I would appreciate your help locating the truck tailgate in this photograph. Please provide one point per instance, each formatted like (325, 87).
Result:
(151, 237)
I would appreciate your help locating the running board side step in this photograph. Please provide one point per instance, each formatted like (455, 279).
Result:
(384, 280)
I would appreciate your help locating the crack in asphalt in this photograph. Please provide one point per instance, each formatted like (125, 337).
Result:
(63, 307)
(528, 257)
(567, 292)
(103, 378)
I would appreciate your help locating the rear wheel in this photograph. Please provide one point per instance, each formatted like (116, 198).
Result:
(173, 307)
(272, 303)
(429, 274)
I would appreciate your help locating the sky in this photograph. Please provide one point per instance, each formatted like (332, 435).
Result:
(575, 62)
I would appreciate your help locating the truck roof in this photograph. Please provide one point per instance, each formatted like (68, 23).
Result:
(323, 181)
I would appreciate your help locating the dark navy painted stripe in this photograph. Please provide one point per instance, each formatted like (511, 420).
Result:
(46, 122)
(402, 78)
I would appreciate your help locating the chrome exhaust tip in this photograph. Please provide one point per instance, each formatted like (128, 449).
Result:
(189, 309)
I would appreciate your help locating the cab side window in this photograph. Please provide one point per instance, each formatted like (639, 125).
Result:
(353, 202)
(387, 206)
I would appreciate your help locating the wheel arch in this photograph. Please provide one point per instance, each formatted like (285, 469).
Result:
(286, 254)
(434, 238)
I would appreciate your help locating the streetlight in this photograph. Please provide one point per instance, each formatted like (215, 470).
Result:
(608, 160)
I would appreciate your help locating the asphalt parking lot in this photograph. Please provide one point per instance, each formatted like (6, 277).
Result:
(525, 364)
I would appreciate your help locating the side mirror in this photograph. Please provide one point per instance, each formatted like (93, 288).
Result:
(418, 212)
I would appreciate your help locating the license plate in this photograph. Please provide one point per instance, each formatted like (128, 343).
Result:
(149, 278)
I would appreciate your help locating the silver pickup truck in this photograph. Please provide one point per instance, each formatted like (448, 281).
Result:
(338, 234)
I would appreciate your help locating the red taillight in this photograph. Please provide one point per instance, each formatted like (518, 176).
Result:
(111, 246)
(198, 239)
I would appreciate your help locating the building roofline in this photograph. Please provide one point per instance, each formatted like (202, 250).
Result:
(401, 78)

What you are asked to do:
Filter the data above, keeping only lines that include the string "wheel".

Solution for this exercise:
I would appreciate your help locating the rear wheel in this photograph. Please provide one point per instance, each formatted like (116, 198).
I would appreciate your help locating the wheel arch in this photograph. Please provide one point per instance, each formatted like (285, 469).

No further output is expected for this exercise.